Goal
Reproduce every one of the rows below word for word, omitting the pictures.

Data provided

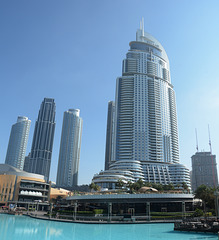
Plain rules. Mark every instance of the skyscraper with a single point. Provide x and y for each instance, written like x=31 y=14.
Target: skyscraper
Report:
x=145 y=136
x=204 y=170
x=41 y=150
x=18 y=143
x=70 y=146
x=109 y=134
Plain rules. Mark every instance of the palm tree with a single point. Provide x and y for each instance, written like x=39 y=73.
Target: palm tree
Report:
x=120 y=183
x=185 y=186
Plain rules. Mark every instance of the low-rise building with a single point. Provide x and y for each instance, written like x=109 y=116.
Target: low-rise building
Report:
x=23 y=189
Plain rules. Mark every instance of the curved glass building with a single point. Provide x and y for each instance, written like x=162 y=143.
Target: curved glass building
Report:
x=145 y=134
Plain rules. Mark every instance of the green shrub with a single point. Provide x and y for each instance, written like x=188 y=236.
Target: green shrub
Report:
x=98 y=211
x=198 y=213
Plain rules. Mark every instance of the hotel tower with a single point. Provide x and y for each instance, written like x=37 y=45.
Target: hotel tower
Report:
x=144 y=132
x=41 y=151
x=70 y=147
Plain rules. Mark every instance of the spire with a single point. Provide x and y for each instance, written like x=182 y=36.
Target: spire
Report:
x=142 y=26
x=196 y=139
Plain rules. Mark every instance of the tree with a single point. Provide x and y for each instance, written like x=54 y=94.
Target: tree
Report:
x=206 y=194
x=130 y=185
x=94 y=186
x=185 y=186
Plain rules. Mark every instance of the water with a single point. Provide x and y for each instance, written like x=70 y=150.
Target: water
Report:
x=26 y=228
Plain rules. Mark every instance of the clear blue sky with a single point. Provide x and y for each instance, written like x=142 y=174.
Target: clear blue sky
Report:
x=72 y=51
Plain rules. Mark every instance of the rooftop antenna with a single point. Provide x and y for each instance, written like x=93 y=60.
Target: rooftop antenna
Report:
x=196 y=140
x=142 y=26
x=209 y=139
x=212 y=161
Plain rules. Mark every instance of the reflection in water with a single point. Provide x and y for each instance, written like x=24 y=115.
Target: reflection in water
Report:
x=26 y=228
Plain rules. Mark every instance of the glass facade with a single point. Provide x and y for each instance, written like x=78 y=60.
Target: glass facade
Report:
x=41 y=150
x=70 y=147
x=145 y=120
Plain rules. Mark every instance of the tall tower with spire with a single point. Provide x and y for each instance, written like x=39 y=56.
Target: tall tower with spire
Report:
x=145 y=138
x=41 y=150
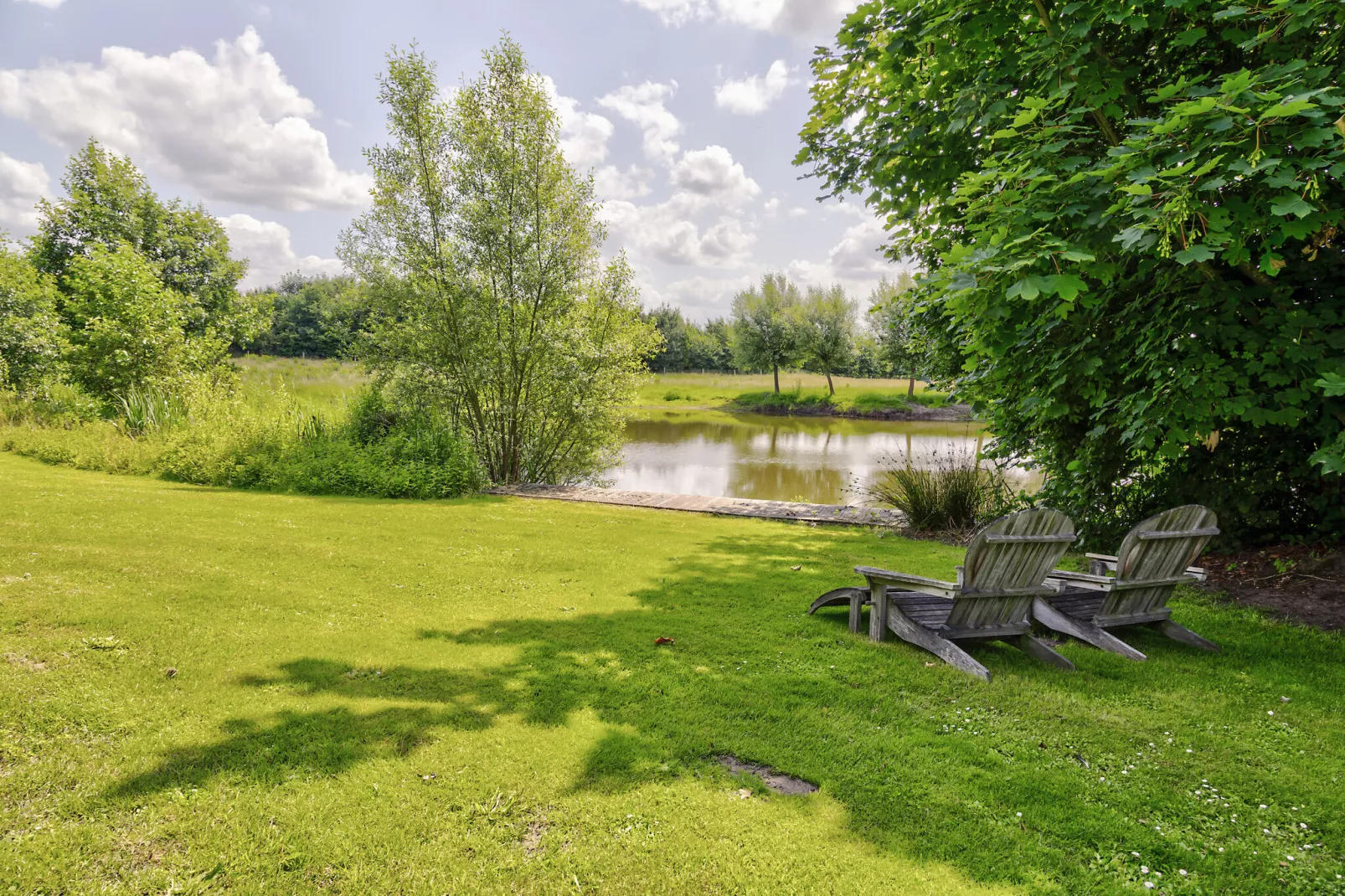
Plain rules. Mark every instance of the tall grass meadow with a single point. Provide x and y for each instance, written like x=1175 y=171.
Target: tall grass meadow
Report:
x=211 y=432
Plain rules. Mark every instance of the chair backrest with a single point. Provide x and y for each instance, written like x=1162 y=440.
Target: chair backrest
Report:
x=1007 y=567
x=1158 y=550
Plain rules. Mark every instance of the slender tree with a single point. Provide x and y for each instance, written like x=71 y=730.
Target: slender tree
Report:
x=765 y=332
x=482 y=256
x=826 y=322
x=890 y=314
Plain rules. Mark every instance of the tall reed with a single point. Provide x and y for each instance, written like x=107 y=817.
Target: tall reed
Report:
x=956 y=494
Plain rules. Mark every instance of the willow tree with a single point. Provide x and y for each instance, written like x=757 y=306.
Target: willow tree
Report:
x=488 y=294
x=826 y=330
x=1130 y=214
x=765 y=332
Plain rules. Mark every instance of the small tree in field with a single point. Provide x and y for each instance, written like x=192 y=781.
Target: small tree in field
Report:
x=765 y=332
x=892 y=315
x=826 y=330
x=482 y=256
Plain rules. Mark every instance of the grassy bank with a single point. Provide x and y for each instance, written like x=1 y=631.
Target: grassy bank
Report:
x=211 y=690
x=327 y=386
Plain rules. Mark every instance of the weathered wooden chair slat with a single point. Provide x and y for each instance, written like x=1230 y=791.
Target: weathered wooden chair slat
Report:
x=1154 y=557
x=1005 y=571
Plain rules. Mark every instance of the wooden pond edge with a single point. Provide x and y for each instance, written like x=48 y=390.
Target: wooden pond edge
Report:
x=788 y=510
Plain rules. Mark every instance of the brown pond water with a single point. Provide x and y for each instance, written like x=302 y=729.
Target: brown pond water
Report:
x=812 y=459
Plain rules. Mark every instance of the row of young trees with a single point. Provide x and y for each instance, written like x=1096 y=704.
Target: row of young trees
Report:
x=781 y=326
x=119 y=288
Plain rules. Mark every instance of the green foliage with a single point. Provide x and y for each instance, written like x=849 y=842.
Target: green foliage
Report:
x=211 y=434
x=956 y=494
x=126 y=328
x=490 y=299
x=33 y=339
x=148 y=410
x=689 y=346
x=1129 y=214
x=109 y=203
x=826 y=321
x=765 y=332
x=314 y=317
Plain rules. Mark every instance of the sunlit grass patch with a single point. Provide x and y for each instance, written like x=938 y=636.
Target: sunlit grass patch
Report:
x=377 y=696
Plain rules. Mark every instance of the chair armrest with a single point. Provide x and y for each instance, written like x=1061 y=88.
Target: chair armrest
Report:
x=1064 y=578
x=1109 y=563
x=911 y=583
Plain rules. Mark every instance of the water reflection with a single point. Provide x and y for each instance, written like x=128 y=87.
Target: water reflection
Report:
x=816 y=459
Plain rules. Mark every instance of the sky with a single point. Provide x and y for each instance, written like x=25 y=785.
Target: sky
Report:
x=686 y=112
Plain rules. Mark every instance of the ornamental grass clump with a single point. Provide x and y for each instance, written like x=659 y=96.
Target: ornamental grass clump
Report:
x=954 y=494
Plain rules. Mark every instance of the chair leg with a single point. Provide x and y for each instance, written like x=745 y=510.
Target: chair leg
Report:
x=1184 y=636
x=911 y=631
x=879 y=611
x=1087 y=632
x=857 y=599
x=1040 y=650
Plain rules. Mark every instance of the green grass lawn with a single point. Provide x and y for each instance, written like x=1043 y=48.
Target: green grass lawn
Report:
x=428 y=698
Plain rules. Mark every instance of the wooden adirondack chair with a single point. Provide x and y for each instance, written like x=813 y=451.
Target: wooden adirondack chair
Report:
x=1154 y=557
x=1005 y=569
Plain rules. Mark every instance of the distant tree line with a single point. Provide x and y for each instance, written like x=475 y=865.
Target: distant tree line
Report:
x=781 y=326
x=317 y=317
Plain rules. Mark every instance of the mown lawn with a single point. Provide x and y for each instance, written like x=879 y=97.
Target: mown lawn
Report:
x=428 y=698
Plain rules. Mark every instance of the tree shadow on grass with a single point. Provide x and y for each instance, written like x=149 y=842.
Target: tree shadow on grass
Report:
x=928 y=762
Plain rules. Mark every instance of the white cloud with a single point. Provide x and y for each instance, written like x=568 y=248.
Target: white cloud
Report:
x=584 y=135
x=754 y=95
x=712 y=174
x=611 y=182
x=666 y=232
x=643 y=106
x=266 y=246
x=233 y=128
x=856 y=261
x=801 y=18
x=22 y=183
x=699 y=297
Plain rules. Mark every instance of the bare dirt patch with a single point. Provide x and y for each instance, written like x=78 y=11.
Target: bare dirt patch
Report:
x=779 y=782
x=1301 y=583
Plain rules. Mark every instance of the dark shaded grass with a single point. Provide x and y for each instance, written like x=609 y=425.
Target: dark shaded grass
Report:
x=867 y=721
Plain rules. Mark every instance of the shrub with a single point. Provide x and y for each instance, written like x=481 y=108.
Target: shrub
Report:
x=150 y=409
x=209 y=434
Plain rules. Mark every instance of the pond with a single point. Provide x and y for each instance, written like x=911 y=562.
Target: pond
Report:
x=812 y=459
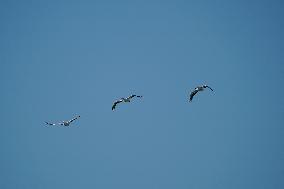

Complete answer
Plain rules. Mark every instance of the skyscraper with a single point. Provide x and y for each instance, written like x=31 y=14.
Target: skyscraper
Report:
x=145 y=136
x=204 y=170
x=41 y=150
x=18 y=143
x=70 y=146
x=109 y=134
Plain rules. Mark every instance of the palm tree with a single point. Provide x and y for each instance, written like x=39 y=73.
Target: palm tree
Report:
x=120 y=183
x=185 y=186
Plain rules. Mark every instance of the low-rise building with a single point. Provide x and y for each instance, written like x=109 y=116.
Target: low-rise building
Report:
x=23 y=189
Plain rules. Mark every instance of the curved glass building with a single point. Provide x and y for each instance, written like x=162 y=143.
Target: curved glass building
Report:
x=145 y=134
Plain rules. Mark every instance of the green shrub with a single point. Provide x and y for each instance, written like x=188 y=236.
Target: green shrub
Report:
x=98 y=211
x=198 y=213
Plain rules. Mark every instance of the hotel tower with a single point. Provide x and y for each instance, written like x=37 y=45.
Target: hotel tower
Report:
x=144 y=132
x=41 y=151
x=70 y=147
Plain rules. Mark every instance of the spire with a single point. Provide x and y for each instance, written like x=182 y=36.
Target: spire
Report:
x=142 y=26
x=196 y=139
Plain rules. Mark every instance of the tree with a single point. Provide x and y for each instance, written like x=54 y=94.
Target: tree
Report:
x=206 y=194
x=130 y=185
x=94 y=186
x=185 y=186
Plain rules. Mark every instance of the water with a single point. Provide x and y for each instance, written like x=70 y=150.
Target: water
Report:
x=26 y=228
Plain rules. Mark every instance of the clear blue sky with a single point. Provide x and y for each instance, written like x=142 y=174.
Target: clear blue sky
Report:
x=72 y=51
Plain rules. Mark every instance of the rooftop antenna with a single point. Provide x and y for each instance, written like x=93 y=60.
Target: rooftop antenna
Report:
x=196 y=140
x=142 y=26
x=209 y=139
x=212 y=161
Plain rules. Mark every instance of the reflection in water with a single point. Provide x and y for each instance, written like x=24 y=115.
Target: reflection in water
Report:
x=26 y=228
Plain rules. Mark every instance of the glass facade with a single point. Provide x and y for each instance, written like x=78 y=60.
Target: glass facade
Report:
x=41 y=150
x=70 y=147
x=145 y=120
Plain rules. Mark every instance of the tall tower with spire with a single point. Provide x and y for each instance, written like x=39 y=56.
Target: tall tower with spire
Report:
x=145 y=138
x=41 y=150
Plain rules. Mark every instance of the tall grass meadow with a single point. Provide x and y for each instance, written like x=1175 y=171.
Target: tall grass meadow
Report:
x=211 y=432
Plain rules. Mark every instance of the chair backrest with a single point. Provide x and y for each instance, written like x=1162 y=440.
Target: chair backrest
Report:
x=1007 y=567
x=1158 y=550
Plain rules. Mark every instance of the slender tree with a single point. Provide x and y for each instance, written like x=71 y=730.
Target: slender tree
Report:
x=765 y=332
x=482 y=256
x=826 y=322
x=890 y=314
Plain rules. Mark every instance of the tall reed with a single point. Provide x and y for each instance, written like x=107 y=817.
Target: tall reed
Report:
x=956 y=494
Plain rules. Mark every instance of the willow tree with a single point. Provide x and y for each instance, written like x=757 y=306.
Target: willow tree
Report:
x=488 y=294
x=826 y=330
x=1130 y=214
x=765 y=332
Plain rules. Mark every instance of the small tree in field with a single point. Provide x and y for each instance, written like x=192 y=781.
Target: small tree in field
Report:
x=765 y=332
x=892 y=315
x=826 y=330
x=482 y=256
Plain rules. Mark every instance of the grassy bank with a single point. Provide x and y for each instance, written like x=1 y=631.
Target: grassy bank
Report:
x=211 y=690
x=327 y=386
Plain rules. Mark every instance of the weathered wooden chair slat with a single point. Provide x and y for each instance, written like x=1230 y=791.
Target: weathered wooden chair slat
Report:
x=1154 y=557
x=1005 y=571
Plain rules. Mark every instance of the wooden pond edge with a single point. Provide x and y for each instance, written like x=48 y=390.
Target: wooden pond edge
Report:
x=788 y=510
Plain rules. Mark every instance of the brown pond water with a single point. Provide x and y for each instance, written like x=302 y=729.
Target: brown pond water
Report:
x=812 y=459
Plain rules. Mark every instance of the row of young trees with a single point. Provide x and y for each instance, written like x=1096 y=704.
Target: row of young trees
Report:
x=781 y=326
x=119 y=288
Plain rules. Mark every instance of the green foliage with a single point. Provide x and y for each instance, written like x=849 y=842.
Target: green foliage
Report:
x=211 y=434
x=956 y=494
x=126 y=328
x=490 y=299
x=33 y=339
x=148 y=410
x=689 y=346
x=1129 y=214
x=109 y=203
x=826 y=321
x=765 y=332
x=314 y=317
Plain rules. Mark every instance of the sunlit grass patch with a single point. Provide x and y for each instance, written like x=938 y=636.
Target: sunlit grass patch
Report:
x=377 y=696
Plain rules. Mark every instance of the chair armrest with a single point. Provide x and y for each instance, written like x=1061 y=88.
Target: chair armrest
Report:
x=1064 y=578
x=1109 y=563
x=911 y=583
Plain rules. Mark every instance of the water reflection with a single point. Provide x and y for each instance, written like x=128 y=87.
Target: water reflection
Report:
x=816 y=459
Plain rules. Mark every instance of the sky with a single point. Provide x and y for each instance, written like x=25 y=785.
Target: sky
Report:
x=686 y=112
Plain rules. Mark every instance of the ornamental grass clump with a single point. Provide x and y for each instance, written like x=659 y=96.
Target: ornamental grass clump
Report:
x=954 y=494
Plain rules. Mark every instance of the chair leg with a single point. Provide x and y for each instance, written like x=745 y=510.
Target: chair leg
Report:
x=1184 y=636
x=911 y=631
x=879 y=611
x=1087 y=632
x=857 y=599
x=1040 y=650
Plain rules. Mark every instance of the green grass lawn with a single point. Provide x and y for each instance, written like x=1043 y=48.
Target: green grass lawn
Report:
x=428 y=698
Plain rules. Mark every instance of the wooden adirondack chair with a single point. Provide x and y for each instance, written like x=813 y=451.
Target: wooden adirondack chair
Report:
x=1154 y=557
x=1005 y=569
Plain rules. Mark every instance of the distant tree line with a single point. Provide x and y for each instance, written like x=475 y=865.
Target: distant tree line
Report:
x=781 y=326
x=317 y=317
Plain rules. Mark every instance of the mown lawn with a single point. Provide x and y for each instance, written like x=879 y=97.
Target: mown lawn
Report:
x=428 y=698
Plain rules. Mark every instance of the tree shadow on grass with a single point. Provide x and y for each instance, written like x=149 y=842.
Target: tree shadow on grass
Report:
x=928 y=762
Plain rules. Mark every instance of the white cloud with a single point. Provide x and y for each instance, written like x=568 y=248.
Target: white cloud
Report:
x=584 y=135
x=754 y=95
x=712 y=174
x=611 y=182
x=666 y=232
x=643 y=106
x=266 y=246
x=233 y=128
x=856 y=261
x=801 y=18
x=22 y=183
x=699 y=297
Plain rules. Mark every instance of the bare dirt patch with a single point. Provide x and y for each instance, written like x=78 y=11.
Target: bare dirt patch
Report:
x=779 y=782
x=1301 y=583
Plain rules. Mark every instance of the dark shaded grass with a single point. Provide x and y for each instance, written like x=609 y=425.
Target: dark shaded grass
Report:
x=867 y=721
Plain rules. Mark every instance of the shrub with a single point. Provide x and y for each instance, written like x=481 y=108.
Target: shrub
Report:
x=150 y=409
x=209 y=434
Plain rules. Mark every instance of the pond with a single point. Provide x and y for each instance, written like x=911 y=562.
Target: pond
Report:
x=812 y=459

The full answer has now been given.